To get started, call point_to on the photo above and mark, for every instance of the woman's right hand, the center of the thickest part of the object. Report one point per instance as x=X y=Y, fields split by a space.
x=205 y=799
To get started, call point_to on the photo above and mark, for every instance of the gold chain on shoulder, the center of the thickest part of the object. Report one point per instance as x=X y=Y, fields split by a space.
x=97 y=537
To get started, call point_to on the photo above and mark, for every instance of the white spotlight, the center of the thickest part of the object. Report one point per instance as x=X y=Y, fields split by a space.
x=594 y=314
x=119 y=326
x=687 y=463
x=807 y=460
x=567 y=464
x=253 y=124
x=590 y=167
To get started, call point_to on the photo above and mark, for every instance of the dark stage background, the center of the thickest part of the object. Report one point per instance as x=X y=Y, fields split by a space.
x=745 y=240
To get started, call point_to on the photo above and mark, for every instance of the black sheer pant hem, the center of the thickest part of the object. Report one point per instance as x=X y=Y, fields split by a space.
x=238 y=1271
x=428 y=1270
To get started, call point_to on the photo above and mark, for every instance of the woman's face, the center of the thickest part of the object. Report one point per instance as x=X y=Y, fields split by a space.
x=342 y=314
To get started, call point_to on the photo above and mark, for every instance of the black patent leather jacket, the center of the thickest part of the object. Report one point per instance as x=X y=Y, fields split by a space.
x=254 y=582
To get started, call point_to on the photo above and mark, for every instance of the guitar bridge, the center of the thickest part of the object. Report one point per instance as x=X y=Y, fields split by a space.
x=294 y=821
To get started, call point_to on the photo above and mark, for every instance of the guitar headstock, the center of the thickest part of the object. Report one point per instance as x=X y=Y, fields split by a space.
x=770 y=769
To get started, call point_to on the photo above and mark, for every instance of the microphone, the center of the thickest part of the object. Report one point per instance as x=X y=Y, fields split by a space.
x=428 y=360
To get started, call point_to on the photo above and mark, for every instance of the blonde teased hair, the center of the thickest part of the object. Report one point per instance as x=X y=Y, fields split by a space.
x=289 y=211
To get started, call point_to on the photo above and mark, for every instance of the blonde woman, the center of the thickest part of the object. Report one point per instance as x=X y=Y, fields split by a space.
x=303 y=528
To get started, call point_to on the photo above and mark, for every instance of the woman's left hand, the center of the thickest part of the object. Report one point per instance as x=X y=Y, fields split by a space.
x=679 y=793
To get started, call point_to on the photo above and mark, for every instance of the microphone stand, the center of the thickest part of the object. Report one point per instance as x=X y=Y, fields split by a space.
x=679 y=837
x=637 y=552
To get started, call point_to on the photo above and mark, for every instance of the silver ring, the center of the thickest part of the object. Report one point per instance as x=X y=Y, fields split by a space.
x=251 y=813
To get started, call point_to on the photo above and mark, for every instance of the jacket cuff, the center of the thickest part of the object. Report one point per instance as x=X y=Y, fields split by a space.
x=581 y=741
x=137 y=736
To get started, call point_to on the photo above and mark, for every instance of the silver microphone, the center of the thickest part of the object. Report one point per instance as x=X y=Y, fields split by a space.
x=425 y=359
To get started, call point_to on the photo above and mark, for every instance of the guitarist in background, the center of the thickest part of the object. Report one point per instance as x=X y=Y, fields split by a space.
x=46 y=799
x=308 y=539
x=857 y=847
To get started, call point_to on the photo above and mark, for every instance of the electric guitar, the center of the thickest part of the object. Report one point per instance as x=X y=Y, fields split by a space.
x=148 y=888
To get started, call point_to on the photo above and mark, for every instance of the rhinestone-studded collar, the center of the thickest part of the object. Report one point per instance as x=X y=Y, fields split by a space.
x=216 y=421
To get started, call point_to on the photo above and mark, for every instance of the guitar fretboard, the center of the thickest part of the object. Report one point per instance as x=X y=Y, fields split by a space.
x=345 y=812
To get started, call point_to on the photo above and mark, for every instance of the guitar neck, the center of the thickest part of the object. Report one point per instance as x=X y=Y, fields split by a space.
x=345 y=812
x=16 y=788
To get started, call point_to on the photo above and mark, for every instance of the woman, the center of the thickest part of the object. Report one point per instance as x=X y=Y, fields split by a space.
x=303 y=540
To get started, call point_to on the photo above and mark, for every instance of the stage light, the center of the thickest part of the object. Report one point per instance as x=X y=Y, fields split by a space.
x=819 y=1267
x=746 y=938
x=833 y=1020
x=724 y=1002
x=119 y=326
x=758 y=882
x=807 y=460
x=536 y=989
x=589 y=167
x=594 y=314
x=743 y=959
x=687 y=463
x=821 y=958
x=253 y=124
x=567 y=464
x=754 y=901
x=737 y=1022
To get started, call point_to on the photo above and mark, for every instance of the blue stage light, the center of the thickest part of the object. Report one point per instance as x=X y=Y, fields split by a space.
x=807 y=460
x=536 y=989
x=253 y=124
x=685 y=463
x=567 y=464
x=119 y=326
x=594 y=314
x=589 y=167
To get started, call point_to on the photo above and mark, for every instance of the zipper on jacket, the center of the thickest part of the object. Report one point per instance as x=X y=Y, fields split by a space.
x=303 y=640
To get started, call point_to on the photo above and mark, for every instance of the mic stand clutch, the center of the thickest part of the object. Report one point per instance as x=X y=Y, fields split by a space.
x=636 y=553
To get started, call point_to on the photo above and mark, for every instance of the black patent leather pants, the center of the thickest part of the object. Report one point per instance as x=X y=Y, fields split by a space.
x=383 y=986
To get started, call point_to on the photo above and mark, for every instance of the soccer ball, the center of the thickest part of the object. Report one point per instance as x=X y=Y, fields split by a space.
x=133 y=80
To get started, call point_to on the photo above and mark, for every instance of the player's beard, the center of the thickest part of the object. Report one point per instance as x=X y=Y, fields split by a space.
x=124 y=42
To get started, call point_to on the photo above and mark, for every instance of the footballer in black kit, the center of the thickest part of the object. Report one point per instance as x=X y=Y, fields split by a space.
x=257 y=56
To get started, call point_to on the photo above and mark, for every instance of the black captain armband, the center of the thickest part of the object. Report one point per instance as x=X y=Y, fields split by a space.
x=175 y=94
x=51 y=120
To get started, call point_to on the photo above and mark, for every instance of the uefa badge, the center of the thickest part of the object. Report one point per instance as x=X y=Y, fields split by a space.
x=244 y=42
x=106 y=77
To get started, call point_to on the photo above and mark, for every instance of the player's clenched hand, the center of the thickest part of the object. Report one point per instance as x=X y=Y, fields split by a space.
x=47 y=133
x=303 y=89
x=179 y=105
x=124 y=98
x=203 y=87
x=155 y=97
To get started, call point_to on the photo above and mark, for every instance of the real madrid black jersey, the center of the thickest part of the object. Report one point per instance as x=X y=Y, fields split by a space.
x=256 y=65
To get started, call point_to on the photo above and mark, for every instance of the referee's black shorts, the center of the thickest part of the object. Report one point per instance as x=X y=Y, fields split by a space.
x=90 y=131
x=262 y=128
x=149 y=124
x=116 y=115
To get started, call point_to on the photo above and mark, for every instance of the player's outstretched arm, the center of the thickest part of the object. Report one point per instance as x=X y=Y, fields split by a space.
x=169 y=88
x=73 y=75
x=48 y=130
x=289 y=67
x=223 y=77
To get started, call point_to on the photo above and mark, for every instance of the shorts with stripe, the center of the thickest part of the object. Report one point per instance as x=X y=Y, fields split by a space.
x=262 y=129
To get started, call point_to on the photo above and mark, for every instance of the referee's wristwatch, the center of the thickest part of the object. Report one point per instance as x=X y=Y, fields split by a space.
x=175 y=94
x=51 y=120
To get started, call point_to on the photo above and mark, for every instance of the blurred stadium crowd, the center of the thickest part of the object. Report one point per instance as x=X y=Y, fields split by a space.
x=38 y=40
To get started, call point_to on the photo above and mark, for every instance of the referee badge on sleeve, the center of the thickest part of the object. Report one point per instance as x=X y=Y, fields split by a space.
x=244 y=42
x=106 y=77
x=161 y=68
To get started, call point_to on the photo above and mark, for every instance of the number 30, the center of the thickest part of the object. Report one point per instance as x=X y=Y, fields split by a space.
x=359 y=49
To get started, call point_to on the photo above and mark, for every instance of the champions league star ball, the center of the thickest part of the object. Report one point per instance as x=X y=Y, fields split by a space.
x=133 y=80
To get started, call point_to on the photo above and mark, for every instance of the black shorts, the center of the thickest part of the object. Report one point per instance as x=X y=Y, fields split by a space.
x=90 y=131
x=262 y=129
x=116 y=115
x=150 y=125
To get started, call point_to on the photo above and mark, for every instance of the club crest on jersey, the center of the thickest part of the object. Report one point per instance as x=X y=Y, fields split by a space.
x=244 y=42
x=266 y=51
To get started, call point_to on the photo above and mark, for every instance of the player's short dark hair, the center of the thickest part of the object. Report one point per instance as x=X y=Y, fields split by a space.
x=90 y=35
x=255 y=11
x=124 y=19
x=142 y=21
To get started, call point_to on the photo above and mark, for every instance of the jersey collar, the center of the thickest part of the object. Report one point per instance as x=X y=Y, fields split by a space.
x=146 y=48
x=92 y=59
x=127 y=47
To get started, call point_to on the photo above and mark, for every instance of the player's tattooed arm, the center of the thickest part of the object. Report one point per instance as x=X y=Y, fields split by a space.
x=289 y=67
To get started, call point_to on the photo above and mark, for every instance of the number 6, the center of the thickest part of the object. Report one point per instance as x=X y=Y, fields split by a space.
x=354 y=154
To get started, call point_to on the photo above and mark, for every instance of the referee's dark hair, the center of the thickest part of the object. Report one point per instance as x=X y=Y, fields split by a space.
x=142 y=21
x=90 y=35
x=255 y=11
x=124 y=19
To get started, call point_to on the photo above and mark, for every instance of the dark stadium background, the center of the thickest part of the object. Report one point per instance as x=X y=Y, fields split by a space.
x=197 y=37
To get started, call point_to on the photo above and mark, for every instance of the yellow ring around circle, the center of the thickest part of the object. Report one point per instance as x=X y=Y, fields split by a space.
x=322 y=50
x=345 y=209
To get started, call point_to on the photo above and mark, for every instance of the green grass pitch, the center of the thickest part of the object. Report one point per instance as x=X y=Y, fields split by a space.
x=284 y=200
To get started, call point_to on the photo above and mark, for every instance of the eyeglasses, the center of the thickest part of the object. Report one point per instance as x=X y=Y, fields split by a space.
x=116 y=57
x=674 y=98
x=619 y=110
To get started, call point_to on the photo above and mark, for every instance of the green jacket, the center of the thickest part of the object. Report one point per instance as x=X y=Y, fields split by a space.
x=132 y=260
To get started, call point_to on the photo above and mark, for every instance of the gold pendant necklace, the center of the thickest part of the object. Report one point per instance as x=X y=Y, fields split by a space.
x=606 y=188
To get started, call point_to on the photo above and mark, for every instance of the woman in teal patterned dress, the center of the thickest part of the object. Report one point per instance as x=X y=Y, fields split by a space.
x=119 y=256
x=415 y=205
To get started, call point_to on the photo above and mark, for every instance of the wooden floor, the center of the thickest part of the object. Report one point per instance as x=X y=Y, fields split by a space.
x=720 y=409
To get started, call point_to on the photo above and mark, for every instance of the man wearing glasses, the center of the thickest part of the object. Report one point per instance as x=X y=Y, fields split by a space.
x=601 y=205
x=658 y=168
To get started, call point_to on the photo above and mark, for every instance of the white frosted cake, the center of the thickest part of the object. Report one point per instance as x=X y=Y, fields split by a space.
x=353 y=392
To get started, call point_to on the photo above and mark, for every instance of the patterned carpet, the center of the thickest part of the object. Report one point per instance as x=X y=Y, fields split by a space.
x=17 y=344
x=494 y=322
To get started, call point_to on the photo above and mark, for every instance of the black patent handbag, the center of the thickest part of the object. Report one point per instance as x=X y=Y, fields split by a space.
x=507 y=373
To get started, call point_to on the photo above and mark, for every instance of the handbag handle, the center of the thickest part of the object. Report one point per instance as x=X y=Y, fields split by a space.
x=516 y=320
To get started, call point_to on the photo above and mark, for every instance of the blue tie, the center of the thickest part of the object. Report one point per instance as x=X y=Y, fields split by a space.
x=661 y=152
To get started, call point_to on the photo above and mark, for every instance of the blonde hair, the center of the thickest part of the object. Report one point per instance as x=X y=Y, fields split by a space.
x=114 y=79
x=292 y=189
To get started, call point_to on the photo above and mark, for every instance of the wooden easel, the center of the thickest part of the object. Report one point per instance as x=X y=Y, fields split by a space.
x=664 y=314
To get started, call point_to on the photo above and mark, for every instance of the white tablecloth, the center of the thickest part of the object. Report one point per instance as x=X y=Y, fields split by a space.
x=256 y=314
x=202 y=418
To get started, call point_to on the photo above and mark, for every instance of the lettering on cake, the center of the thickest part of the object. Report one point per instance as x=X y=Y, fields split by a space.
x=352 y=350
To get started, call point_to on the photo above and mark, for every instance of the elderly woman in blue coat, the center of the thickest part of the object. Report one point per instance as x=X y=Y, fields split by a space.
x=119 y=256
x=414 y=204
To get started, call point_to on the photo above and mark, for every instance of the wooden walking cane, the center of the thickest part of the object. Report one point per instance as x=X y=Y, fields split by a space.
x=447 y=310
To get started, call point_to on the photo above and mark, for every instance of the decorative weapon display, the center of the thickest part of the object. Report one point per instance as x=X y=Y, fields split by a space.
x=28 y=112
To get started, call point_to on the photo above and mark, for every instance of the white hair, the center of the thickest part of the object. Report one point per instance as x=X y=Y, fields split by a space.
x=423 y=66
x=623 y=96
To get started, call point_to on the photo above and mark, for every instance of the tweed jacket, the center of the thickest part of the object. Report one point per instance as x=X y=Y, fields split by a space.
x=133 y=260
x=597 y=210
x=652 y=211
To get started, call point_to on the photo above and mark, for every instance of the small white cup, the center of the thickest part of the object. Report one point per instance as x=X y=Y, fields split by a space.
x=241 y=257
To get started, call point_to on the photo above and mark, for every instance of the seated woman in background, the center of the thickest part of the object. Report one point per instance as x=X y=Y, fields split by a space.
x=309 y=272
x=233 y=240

****************

**INSTRUCTIONS TO FOLLOW**
Give again, word for word, the lines between the line holding "green jacket, the" and the line holding "x=606 y=188", inclusive.

**WRITTEN REPLY**
To get started, call point_to on the photo above and mark, for every instance of the green jacket, the center of the thickest part of the object. Report one point per instance as x=X y=Y, fields split by a space.
x=132 y=260
To get started, call point_to on the photo above and mark, for every instance of the gold pendant necklace, the center of the thickest part of the object. Report one point per instance as x=X y=Y, fields split by a space.
x=606 y=188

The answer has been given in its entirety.